Short exercise.
Lay out every line of the rows below as a Markdown table with two columns, "Number" and "Line." Number the lines in order and skip any blank ones.

Information supplied.
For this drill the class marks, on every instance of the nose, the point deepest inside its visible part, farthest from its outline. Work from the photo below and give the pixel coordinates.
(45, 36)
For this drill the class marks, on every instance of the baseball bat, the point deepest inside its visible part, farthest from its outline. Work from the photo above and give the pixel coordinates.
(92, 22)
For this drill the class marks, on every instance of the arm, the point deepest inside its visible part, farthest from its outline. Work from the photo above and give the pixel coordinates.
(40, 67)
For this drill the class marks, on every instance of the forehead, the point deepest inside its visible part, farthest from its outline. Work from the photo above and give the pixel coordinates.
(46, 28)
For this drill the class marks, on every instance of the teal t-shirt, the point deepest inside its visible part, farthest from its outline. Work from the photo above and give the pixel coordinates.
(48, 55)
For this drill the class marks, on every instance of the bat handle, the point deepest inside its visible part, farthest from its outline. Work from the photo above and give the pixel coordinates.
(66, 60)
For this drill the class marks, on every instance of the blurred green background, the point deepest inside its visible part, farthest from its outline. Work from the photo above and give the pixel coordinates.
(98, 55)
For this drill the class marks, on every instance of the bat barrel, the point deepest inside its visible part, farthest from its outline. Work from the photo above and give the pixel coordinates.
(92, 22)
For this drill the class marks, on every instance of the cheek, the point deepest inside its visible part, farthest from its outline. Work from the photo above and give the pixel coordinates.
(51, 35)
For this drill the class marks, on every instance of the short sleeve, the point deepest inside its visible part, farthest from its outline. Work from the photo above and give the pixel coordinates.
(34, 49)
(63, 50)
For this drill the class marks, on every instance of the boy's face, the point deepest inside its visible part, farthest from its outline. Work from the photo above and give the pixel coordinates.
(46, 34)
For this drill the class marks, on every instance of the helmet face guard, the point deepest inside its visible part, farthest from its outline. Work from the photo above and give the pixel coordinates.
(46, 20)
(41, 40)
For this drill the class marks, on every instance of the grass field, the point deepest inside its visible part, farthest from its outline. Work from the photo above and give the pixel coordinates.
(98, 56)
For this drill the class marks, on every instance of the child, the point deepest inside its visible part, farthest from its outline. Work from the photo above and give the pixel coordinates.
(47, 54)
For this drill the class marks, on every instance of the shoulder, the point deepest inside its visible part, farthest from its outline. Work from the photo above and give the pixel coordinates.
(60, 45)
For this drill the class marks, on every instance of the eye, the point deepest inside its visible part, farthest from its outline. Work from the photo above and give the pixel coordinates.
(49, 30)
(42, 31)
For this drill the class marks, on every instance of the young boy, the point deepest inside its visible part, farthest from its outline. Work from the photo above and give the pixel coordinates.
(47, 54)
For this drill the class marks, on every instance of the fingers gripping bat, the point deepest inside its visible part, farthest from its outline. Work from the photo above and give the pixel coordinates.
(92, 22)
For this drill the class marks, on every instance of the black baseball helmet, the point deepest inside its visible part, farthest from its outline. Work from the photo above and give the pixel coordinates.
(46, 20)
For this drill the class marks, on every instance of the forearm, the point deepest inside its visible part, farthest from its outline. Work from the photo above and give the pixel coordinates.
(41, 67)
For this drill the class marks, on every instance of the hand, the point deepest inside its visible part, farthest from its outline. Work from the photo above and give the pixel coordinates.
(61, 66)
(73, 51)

Result for this exercise.
| Number | Line |
|---|---|
| 1 | For this drill the class marks, on every instance of the nose, the point deepest inside its visible part, farthest from its outline. Work from the photo below and give the pixel coordinates. |
| 2 | (45, 36) |
| 3 | For this drill the class marks, on every instance of the baseball bat, the point deepest inside its visible part, farthest from its outline. Work from the photo above and give the pixel coordinates. |
| 4 | (92, 22) |
| 5 | For this drill the class marks, on every instance of the arm, the point deepest inside its visible part, farthest from its outline. Work from the photo above and give the pixel coordinates. |
| 6 | (40, 67) |
| 7 | For this drill the class marks, on every instance of the forehead, the point deepest inside its visible part, farthest from its outline. Work from the photo above and give the pixel coordinates. |
| 8 | (46, 28) |
| 9 | For this drill the class marks, on every instance of the teal t-shirt, the point deepest inside its visible part, farthest from its outline. Work from the photo above and give the pixel coordinates. |
| 10 | (48, 55) |
| 11 | For this drill the class marks, on every instance of the bat handle, the point deepest inside its visible part, farthest from its outline. Work from the photo above and give the pixel coordinates. |
| 12 | (66, 60) |
| 13 | For this drill the class marks, on every instance of the blurred green background, the point deepest inside its visible part, farthest from its outline. Work from the photo above and give the pixel coordinates. |
| 14 | (98, 55) |
| 15 | For this drill the class marks, on every instance of the bat barrel, the point deepest inside its visible part, farthest from its outline. Work from the photo above and give the pixel coordinates. |
| 16 | (92, 22) |
| 17 | For this drill the class marks, on every instance of the cheek, the point deepest inside its visible part, farthest from its outline. Work from the photo above and give the pixel coordinates. |
| 18 | (51, 35) |
| 19 | For this drill the class marks, on every instance of the short sleeve, the point deepest inside its visible part, farthest from its outline. Work from the photo above and give the pixel coordinates. |
| 20 | (34, 49) |
| 21 | (63, 50) |
| 22 | For this drill the class marks, on every instance of the boy's face, the point deepest inside its visible part, farthest from its outline. Work from the photo above and give the pixel coordinates. |
| 23 | (46, 34) |
| 24 | For this drill the class marks, on every instance of the helmet face guard, the point deepest inside its visible part, farthest from its outline. Work from the photo above and give the pixel coordinates. |
| 25 | (46, 20) |
| 26 | (41, 40) |
| 27 | For this drill the class marks, on every instance of the grass field, the point deepest inside its visible part, farthest from its outline. Work from the photo above and give the pixel coordinates. |
| 28 | (98, 56) |
| 29 | For this drill the class marks, on every instance of the child, the point deepest inside its visible part, farthest from its outline. Work from the photo above and give the pixel coordinates. |
| 30 | (47, 54) |
| 31 | For this drill the class marks, on every instance of the shoulder, the point deepest inside its visible part, farthest from its outline. Work from the photo above and give the pixel coordinates. |
| 32 | (60, 45) |
| 33 | For this drill the class marks, on every instance of the eye, the point deepest inside its visible part, farthest from its outline. Work from the photo above and give the pixel coordinates. |
| 34 | (49, 30) |
| 35 | (42, 31) |
| 36 | For this drill the class marks, on every instance of the young boy, the point deepest inside its visible part, farthest from its outline. Work from the photo above and give the pixel coordinates. |
| 37 | (47, 54) |
| 38 | For this drill the class marks, on every instance of the fingers gripping bat, the point deepest inside its visible part, farthest from its outline. Work from the photo above and give the pixel coordinates. |
| 39 | (92, 22) |
| 40 | For this drill the class marks, on every instance of the black baseball helmet, the point deepest inside its visible part, farthest from its outline. Work from the photo above and give the pixel coordinates. |
| 41 | (46, 20) |
| 42 | For this drill the class marks, on every instance of the forearm, the point deepest inside its visible part, farthest from its outline. Work from the photo above and give the pixel coordinates. |
| 43 | (41, 67) |
| 44 | For this drill the class marks, on every instance of the hand, the point deepest inside its visible part, farthest from its outline. Work from the photo above and give the pixel coordinates. |
| 45 | (61, 66) |
| 46 | (73, 51) |